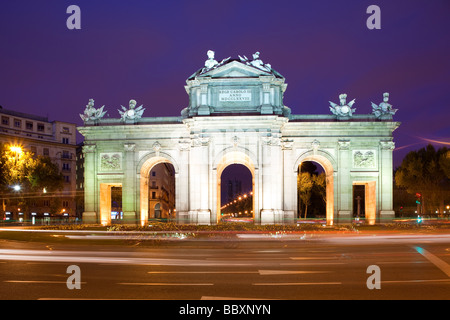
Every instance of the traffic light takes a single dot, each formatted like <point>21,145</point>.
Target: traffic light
<point>418,198</point>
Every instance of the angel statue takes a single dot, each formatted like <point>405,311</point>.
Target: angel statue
<point>132,113</point>
<point>344,109</point>
<point>384,108</point>
<point>211,62</point>
<point>256,62</point>
<point>92,114</point>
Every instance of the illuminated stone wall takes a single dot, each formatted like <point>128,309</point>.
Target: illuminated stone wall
<point>236,116</point>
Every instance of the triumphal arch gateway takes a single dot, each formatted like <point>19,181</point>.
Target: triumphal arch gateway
<point>236,115</point>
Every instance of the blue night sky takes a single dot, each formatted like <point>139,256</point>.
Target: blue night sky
<point>145,50</point>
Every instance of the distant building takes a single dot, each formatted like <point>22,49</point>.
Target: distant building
<point>54,139</point>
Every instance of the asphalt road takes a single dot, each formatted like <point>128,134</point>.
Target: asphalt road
<point>326,267</point>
= = =
Please write out all of the lines above again, changing every "angel statue" to "winged statue" and keeping everything else the same. Leave the pictures out.

Every instance of the traffic light takes a single dot, each formatted like <point>21,145</point>.
Target: traffic light
<point>418,198</point>
Every instance of the winged statue takes a single dot, each formatted like <point>405,311</point>.
Target: winged statue
<point>132,113</point>
<point>344,109</point>
<point>384,108</point>
<point>211,62</point>
<point>256,62</point>
<point>92,114</point>
Every instance of the illuminated stone wall takes a single dot, each formatted like <point>128,309</point>.
Target: illuminated stone wall
<point>236,116</point>
Every instance of the triumphal arch gateway takes a single dot, each formatted like <point>19,181</point>.
Target: triumphal arch gateway
<point>236,115</point>
Every instance of the blue night sky takes a single dot, each formatted like <point>139,256</point>.
Target: blue night sky
<point>145,50</point>
Every instance of the distant building takes a single dot, each formatted like <point>22,49</point>.
Target: distant building
<point>54,139</point>
Every instance of the asphalt road takes a single dot, each formatted like <point>128,134</point>.
Target: asphalt road
<point>326,267</point>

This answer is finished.